Supplied material
┄┄┄┄┄┄

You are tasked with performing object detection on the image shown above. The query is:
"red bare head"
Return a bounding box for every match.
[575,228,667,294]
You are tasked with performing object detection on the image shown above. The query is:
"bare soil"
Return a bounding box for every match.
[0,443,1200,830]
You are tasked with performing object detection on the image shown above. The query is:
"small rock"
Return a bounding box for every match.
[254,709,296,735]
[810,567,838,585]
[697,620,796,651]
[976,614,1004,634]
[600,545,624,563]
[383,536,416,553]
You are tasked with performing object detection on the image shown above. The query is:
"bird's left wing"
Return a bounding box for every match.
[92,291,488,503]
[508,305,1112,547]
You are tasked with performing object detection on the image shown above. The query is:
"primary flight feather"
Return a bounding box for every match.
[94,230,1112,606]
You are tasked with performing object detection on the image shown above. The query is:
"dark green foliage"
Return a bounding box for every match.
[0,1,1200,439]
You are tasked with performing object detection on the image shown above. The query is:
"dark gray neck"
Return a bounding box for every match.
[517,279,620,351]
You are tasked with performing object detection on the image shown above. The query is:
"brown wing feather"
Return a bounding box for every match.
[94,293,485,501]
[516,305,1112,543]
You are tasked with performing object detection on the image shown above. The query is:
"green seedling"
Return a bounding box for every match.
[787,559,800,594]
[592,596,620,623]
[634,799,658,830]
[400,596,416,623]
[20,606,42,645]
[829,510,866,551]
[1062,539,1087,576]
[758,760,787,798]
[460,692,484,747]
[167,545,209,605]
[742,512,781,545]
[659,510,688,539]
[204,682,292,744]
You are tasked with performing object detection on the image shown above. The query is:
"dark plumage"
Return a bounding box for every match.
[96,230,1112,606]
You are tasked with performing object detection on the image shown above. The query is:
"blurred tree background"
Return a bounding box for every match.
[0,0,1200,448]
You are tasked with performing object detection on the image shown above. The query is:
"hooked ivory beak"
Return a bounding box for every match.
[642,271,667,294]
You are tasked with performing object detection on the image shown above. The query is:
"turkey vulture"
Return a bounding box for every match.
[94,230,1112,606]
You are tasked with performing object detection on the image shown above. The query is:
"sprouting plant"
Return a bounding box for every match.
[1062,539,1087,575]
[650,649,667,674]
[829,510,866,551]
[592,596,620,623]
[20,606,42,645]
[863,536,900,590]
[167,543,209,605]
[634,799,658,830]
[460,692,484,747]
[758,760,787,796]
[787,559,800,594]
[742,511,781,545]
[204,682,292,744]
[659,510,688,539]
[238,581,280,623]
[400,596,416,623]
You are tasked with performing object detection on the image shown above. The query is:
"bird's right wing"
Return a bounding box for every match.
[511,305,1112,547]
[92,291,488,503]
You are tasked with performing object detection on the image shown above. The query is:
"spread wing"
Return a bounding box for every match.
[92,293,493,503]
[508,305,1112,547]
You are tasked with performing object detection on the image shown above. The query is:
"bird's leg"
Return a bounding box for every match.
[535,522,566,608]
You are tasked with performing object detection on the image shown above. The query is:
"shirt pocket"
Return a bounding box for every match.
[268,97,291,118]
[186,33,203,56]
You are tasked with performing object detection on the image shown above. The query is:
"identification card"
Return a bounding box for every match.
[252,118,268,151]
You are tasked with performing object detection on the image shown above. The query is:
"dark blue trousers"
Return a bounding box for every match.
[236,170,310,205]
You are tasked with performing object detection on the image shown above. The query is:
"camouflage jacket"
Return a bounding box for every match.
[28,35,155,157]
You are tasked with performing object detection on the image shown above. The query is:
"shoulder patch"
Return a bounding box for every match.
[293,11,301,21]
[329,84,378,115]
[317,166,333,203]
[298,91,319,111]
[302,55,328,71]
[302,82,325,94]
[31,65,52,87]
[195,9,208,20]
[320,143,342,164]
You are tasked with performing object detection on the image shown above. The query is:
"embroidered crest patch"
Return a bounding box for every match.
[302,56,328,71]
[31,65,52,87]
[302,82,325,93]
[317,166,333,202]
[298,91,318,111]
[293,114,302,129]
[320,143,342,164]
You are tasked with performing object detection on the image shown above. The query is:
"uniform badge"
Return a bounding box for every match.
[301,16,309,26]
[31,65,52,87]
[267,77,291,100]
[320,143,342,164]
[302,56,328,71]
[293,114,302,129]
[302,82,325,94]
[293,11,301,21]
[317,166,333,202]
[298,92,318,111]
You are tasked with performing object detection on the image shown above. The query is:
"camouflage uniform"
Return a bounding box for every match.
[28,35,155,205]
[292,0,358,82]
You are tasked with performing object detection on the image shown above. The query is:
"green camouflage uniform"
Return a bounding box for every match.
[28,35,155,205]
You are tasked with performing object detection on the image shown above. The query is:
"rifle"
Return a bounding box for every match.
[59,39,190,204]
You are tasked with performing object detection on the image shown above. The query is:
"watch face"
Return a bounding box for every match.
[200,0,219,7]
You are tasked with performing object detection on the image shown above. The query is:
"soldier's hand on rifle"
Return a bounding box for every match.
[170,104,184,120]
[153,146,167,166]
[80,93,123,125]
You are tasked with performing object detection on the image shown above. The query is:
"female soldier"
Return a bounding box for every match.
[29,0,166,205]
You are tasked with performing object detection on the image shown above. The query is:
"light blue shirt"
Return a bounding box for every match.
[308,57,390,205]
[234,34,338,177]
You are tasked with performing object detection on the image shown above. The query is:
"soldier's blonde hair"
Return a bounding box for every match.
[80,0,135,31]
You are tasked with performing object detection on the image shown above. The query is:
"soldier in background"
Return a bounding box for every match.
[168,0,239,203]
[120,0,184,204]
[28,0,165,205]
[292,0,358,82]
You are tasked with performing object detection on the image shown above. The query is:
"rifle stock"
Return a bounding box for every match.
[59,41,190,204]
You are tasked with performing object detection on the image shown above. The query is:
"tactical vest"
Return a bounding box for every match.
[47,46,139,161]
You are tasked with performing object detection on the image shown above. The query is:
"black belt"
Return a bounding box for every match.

┄┄┄┄┄┄

Set task
Extract the full listing above without altering anything.

Result below
You are tasked with performing object detection on the image shown above. The query is:
"red bare head"
Return a bounding box for every match.
[575,228,667,294]
You are tasked with performing object detection on the image shown above. The query is:
"bare soil"
Return a bounding box for every match.
[0,443,1200,830]
You are tasked with performing object detection on the image shown above. The query is:
"small rock"
Return a bounding box for every match.
[254,709,296,735]
[810,567,838,585]
[697,620,796,651]
[976,614,1004,634]
[600,545,624,563]
[383,536,416,553]
You are tasked with performing object detection on the image shown above. The query is:
"bird's left wing"
Return a bounding box for every match.
[92,291,488,503]
[508,305,1112,547]
You are tasked with performing object detection on the image shown above. The query is:
"primary flight feather"
Return a bounding box for every match.
[94,230,1112,606]
You are tasked with performing object detection on the image shown above. The query is:
"dark green foliage"
Return a bounding box for every match.
[0,1,1200,439]
You are tasked with performing object detection on the image shown above. The query is:
"dark gray neck"
Return a bounding box for every match.
[517,279,620,351]
You are tasked with performing object detection on the image shown above. The query is:
"brown wing feather"
Return a bounding box for every match.
[94,293,485,501]
[516,305,1112,543]
You are tasked with performing object detection on the image shown above. The query is:
"green seedling"
Return a bounding box for every match.
[787,559,800,594]
[592,596,620,623]
[634,799,658,830]
[400,596,416,623]
[20,606,42,645]
[829,510,866,551]
[1062,539,1087,576]
[758,760,787,798]
[460,692,484,747]
[167,545,209,605]
[742,512,781,545]
[659,510,688,539]
[204,682,292,744]
You are tasked with performing object detection on the image shown above. The query is:
"dark plumage"
Return a bounding box for every match.
[96,230,1112,606]
You are tasked with performing object detection on the image shown above. The query is:
"blurred tree background"
Return a bounding box for every match.
[0,0,1200,448]
You are tasked with performing object detection on the image shown above. The query is:
"hooked ivory beak"
Return a bounding box for every match.
[642,271,667,294]
You are tasked with performing object detection on the image shown above. The query is:
"turkey vulture"
Return a bounding box for every match.
[94,230,1112,606]
You are tasked with performing object detection on the image shown above. The query is:
"sprouting plant"
Return a bounding box for every match.
[1062,539,1087,575]
[650,649,667,674]
[829,510,866,551]
[592,596,620,623]
[20,606,42,645]
[863,536,900,590]
[167,543,209,605]
[634,799,658,830]
[460,692,484,747]
[758,760,787,796]
[787,559,800,594]
[742,511,781,545]
[204,682,292,744]
[659,510,688,539]
[238,581,280,623]
[400,596,416,623]
You are tasked with performing object detection on the image shown above. The query is:
"bird's right wing"
Return a bounding box for every match.
[511,305,1112,547]
[92,291,488,503]
You are tasked with performing object detection on the image shown above. The query is:
"spread wing"
Return a bounding box for every match.
[92,293,493,503]
[508,305,1112,547]
You are tasked with performing object detection on the image shown above. The query is:
"bird's leg"
Return a bounding box for every match.
[535,522,566,608]
You are tasked with performing object detection on the image shown above. The query is:
"shirt pocket"
Return a bounding box for every match.
[268,97,291,118]
[186,33,203,56]
You are tasked with performing object detection on the image shown above. The query is:
"identification card"
Return a bounding box for every match.
[252,118,268,151]
You are tasked with performing object detection on the image shown above. The query is:
"dark blue trousers"
Return a bounding box for every match.
[236,170,310,205]
You are tasked with performing object detection on the image shown above. The query is:
"camouflage jacket"
Return a bounding box for every match.
[28,35,155,157]
You are tasked with performing object detection on the image shown above. The query is:
"shoulder patch"
Return a bounding box for every match.
[293,11,301,21]
[329,84,378,115]
[317,166,333,203]
[298,91,319,111]
[302,55,328,71]
[302,82,325,94]
[31,65,52,87]
[195,9,208,20]
[320,143,342,164]
You are tasked with performing object detection on the image shown above. The query is:
"embroidered crest patch"
Return a bounding box for every match.
[302,56,328,71]
[31,65,52,87]
[302,82,325,93]
[317,166,333,202]
[298,91,318,111]
[293,114,302,129]
[320,143,342,164]
You are tasked with performing object detection on the image shown above. The query is:
"uniform badge"
Return a bounding box for every match.
[301,16,309,26]
[31,65,52,87]
[267,77,291,100]
[320,143,342,164]
[302,56,328,71]
[293,114,302,129]
[302,82,325,94]
[293,11,301,21]
[317,166,333,202]
[298,92,318,111]
You are tasked with performing object detection on the image shown above. The query is:
"camouflage uniform"
Return a bounding box for every match.
[28,35,155,205]
[292,0,358,82]
You are tasked with performing object detection on the image shown above. The query is:
"green camouflage uniform"
Return a bounding box for every match.
[28,35,155,205]
You are tasked with performing object detection on the image shown above. The query is:
"rifle"
Return a bounding box for every match.
[59,39,190,204]
You are tasked with performing object detection on the image shown above. The query is:
"watch face"
Return a bounding box for every match.
[200,0,219,7]
You are tasked with performing object detection on the image shown above. The query is:
"soldier's hand on rifle"
Return a bounding box for every match.
[170,104,184,120]
[153,146,167,166]
[80,93,123,125]
You are tasked with performing object detection on the image shown above. The query is:
"female soldier"
Return a bounding box for every match.
[29,0,166,205]
You are tasked with performing object detection on the image shown above. The query is:
"light blue shirt"
Return a bounding box for every match.
[308,57,390,205]
[234,34,338,177]
You are tasked with performing object detection on the image shown above. The query is:
"soldier's blonde hair"
Return a bounding box for every match.
[80,0,135,31]
You are tasked with performing object detection on the image shown above. The query is:
"soldier in background"
Return a bounding box for every match.
[168,0,239,203]
[120,0,184,204]
[28,0,165,205]
[292,0,358,82]
You are tasked with performing object detection on the image shown above. The query is:
"rifle stock"
Return a bounding box for every match.
[59,41,190,204]
You are tasked with performing object detection on the image shown above. The query is:
"tactical vest"
Return a bounding box for every match.
[47,46,139,161]
You are tasked with performing object detection on the image shown above. The query is:
"black belt"
Return a bounding box for every match.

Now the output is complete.